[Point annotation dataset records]
-=-=-

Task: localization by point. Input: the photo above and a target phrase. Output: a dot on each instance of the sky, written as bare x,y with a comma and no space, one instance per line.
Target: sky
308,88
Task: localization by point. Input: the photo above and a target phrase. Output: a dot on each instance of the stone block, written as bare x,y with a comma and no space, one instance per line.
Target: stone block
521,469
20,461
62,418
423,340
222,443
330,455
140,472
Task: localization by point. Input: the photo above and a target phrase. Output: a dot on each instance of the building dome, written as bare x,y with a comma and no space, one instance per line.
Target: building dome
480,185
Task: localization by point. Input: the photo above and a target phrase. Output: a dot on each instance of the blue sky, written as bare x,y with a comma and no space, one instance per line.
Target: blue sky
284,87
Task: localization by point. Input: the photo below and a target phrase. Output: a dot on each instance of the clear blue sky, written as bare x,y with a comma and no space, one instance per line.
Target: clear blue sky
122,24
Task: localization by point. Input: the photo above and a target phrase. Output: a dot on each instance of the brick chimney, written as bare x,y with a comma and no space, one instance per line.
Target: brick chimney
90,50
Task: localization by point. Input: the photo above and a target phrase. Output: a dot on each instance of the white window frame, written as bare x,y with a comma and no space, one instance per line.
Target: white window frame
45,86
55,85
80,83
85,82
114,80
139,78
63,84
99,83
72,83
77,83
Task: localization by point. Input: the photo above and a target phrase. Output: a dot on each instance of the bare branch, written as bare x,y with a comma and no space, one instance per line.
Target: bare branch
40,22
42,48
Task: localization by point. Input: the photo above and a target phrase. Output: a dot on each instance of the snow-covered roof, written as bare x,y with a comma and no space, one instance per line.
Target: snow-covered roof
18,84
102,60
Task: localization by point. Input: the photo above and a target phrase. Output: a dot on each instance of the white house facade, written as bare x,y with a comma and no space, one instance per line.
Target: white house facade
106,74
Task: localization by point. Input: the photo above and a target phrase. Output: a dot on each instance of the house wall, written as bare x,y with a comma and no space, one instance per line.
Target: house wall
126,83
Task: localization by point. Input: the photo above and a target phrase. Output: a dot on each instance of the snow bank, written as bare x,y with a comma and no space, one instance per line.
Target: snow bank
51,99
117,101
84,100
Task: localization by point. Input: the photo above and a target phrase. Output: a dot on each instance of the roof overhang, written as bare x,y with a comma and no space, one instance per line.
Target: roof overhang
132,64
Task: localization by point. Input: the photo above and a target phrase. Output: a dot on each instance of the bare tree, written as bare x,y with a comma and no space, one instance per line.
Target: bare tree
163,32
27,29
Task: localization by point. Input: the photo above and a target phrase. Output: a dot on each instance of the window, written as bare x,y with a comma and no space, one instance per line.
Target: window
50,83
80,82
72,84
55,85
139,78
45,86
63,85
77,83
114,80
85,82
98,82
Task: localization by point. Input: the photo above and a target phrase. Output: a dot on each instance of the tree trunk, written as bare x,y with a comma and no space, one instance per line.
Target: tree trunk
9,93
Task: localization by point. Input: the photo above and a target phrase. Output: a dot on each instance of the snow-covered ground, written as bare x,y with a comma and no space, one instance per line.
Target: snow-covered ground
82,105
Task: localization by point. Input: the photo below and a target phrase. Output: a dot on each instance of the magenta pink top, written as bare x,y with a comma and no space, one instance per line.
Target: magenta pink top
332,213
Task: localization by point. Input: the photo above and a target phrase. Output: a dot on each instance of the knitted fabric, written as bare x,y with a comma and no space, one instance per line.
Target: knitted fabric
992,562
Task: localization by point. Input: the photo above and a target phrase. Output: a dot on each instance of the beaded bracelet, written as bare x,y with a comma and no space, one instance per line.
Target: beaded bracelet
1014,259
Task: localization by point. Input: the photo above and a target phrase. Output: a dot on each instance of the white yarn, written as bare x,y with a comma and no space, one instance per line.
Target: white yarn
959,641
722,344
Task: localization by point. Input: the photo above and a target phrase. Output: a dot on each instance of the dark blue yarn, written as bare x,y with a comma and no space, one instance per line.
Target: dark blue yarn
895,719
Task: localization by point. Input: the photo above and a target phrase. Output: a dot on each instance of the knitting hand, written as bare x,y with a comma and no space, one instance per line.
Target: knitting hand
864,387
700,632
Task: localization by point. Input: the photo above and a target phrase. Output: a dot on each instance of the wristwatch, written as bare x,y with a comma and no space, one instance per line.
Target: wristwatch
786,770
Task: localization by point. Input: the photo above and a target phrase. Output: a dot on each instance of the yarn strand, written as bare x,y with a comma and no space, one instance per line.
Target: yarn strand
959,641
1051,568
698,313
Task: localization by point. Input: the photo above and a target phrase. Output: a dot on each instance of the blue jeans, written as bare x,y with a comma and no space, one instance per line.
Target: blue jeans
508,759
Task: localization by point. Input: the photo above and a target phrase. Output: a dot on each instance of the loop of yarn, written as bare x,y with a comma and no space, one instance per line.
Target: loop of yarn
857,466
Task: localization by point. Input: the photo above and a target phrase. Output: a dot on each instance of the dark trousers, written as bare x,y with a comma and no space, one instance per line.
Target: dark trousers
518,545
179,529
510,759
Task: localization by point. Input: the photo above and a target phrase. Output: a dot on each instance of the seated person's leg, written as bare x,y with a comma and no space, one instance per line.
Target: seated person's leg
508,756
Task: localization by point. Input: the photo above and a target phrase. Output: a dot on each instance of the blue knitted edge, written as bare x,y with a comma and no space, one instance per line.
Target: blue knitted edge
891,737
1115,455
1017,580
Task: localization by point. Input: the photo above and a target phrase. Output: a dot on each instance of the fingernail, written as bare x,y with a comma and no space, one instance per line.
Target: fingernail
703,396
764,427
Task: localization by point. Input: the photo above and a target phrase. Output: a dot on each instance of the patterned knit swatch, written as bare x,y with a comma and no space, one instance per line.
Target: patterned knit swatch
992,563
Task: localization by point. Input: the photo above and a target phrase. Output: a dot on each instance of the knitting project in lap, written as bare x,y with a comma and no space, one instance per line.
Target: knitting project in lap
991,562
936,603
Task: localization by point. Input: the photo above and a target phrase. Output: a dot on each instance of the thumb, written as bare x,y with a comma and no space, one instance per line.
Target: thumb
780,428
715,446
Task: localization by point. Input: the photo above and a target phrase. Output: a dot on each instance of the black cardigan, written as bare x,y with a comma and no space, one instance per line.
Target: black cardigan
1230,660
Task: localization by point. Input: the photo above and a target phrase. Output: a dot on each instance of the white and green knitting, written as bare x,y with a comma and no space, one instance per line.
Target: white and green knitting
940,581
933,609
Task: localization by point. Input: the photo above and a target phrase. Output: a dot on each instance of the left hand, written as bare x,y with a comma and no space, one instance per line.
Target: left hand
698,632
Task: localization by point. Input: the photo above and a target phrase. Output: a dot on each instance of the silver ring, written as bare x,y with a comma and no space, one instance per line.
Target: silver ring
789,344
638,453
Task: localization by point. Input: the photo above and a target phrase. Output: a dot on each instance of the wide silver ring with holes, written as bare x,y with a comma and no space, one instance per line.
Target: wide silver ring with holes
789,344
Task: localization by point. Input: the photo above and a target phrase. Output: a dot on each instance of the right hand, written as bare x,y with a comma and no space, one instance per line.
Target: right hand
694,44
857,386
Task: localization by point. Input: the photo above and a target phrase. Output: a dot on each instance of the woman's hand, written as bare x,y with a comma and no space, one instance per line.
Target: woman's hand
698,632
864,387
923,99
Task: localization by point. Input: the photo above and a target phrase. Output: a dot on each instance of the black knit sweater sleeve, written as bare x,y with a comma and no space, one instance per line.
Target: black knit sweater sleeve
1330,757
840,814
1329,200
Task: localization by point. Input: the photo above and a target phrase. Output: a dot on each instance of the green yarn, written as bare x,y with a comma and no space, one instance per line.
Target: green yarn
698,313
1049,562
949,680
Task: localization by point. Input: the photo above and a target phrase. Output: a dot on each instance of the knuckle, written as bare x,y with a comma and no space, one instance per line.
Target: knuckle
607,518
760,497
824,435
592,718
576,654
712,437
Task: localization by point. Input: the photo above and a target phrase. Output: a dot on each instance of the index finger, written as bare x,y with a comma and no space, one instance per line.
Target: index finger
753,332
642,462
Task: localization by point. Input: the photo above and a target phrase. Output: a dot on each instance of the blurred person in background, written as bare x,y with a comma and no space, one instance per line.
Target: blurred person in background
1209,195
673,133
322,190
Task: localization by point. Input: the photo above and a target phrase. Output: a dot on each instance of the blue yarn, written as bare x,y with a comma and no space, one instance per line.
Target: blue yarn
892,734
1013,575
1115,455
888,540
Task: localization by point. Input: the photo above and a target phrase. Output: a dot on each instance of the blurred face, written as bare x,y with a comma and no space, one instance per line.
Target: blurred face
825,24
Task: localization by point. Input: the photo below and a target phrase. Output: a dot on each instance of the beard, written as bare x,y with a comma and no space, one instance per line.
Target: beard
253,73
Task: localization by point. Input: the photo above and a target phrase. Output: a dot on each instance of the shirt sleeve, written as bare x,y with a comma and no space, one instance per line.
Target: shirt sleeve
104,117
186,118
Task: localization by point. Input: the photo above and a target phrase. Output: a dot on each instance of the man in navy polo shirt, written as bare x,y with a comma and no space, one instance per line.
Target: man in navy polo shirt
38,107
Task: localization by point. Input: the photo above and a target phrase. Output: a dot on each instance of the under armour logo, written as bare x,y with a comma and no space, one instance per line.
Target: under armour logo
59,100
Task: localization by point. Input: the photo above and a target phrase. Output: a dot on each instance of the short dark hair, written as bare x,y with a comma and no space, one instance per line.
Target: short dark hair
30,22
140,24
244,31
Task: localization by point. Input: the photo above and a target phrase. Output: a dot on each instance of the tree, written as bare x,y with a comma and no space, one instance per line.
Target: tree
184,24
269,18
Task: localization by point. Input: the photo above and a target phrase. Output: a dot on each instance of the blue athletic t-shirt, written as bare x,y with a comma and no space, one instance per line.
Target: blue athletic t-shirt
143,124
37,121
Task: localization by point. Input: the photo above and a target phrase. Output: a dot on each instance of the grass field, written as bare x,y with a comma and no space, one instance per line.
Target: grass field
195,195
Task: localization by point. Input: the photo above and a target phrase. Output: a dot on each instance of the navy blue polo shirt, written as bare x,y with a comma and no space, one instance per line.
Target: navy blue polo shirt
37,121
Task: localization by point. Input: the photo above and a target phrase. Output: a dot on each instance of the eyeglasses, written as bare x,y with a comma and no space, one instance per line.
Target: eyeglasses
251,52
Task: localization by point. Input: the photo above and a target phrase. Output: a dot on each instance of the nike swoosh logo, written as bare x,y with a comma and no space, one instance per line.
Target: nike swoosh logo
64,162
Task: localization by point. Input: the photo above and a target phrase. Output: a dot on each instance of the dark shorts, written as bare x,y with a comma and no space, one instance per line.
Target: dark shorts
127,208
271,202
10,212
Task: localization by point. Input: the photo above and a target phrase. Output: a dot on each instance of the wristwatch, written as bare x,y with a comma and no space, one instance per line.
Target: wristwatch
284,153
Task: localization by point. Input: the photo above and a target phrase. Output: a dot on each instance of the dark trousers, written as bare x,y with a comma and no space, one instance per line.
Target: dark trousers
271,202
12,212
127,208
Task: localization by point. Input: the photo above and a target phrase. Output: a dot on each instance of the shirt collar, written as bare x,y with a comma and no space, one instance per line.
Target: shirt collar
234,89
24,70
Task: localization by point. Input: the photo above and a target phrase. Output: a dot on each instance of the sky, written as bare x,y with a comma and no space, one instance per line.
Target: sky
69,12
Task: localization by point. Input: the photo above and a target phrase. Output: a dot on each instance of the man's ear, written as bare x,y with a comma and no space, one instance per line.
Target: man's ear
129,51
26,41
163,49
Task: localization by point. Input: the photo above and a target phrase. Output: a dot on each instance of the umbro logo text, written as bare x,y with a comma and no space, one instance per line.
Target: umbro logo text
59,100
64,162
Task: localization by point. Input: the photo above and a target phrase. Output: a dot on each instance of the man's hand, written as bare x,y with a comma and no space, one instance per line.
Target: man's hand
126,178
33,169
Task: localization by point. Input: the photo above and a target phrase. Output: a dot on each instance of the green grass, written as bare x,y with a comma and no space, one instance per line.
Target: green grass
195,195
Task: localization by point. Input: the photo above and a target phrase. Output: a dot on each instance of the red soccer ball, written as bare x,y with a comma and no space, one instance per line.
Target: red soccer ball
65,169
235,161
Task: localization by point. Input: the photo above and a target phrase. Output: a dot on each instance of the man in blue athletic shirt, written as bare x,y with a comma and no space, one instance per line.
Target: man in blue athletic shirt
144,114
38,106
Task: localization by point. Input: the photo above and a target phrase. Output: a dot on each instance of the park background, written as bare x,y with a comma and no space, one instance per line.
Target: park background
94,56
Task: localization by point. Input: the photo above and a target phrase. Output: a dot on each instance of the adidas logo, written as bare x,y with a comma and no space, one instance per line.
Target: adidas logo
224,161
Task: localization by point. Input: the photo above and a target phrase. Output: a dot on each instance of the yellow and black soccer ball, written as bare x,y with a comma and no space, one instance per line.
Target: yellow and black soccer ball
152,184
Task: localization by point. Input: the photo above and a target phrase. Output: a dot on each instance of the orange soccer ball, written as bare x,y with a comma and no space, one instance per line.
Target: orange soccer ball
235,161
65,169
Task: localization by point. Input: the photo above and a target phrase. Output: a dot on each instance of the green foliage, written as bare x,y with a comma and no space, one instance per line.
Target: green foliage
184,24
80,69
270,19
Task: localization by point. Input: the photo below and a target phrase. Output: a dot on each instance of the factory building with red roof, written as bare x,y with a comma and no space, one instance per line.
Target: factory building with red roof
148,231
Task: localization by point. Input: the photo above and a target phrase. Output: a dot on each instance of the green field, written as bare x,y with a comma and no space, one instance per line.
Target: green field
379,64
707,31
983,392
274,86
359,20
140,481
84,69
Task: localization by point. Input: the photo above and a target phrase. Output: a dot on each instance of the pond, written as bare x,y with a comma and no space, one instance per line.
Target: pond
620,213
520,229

-=-=-

Turn the lines of the records, from the line containing "green field, written" through the end of the records, into a Markdown table. Use the columns Row and Line, number the rows in order, and leave out blank lines.

- [RESPONSE]:
| Row | Line |
|---|---|
| 1 | Task: localization by point. Input: the photo above and a target phrase. Output: a dot on each instance of the green field, written as bare x,y with a comma and no space, one instance per line. |
| 2 | Target: green field |
| 3 | 379,64 |
| 4 | 707,31 |
| 5 | 983,392 |
| 6 | 274,86 |
| 7 | 359,20 |
| 8 | 140,481 |
| 9 | 84,69 |
| 10 | Task: localization by point. Input: the photo above and a target phrase. Output: a dot on each instance of the pond, written as bare x,y with a comma and no space, one instance per line. |
| 11 | Target: pond |
| 12 | 620,213 |
| 13 | 520,229 |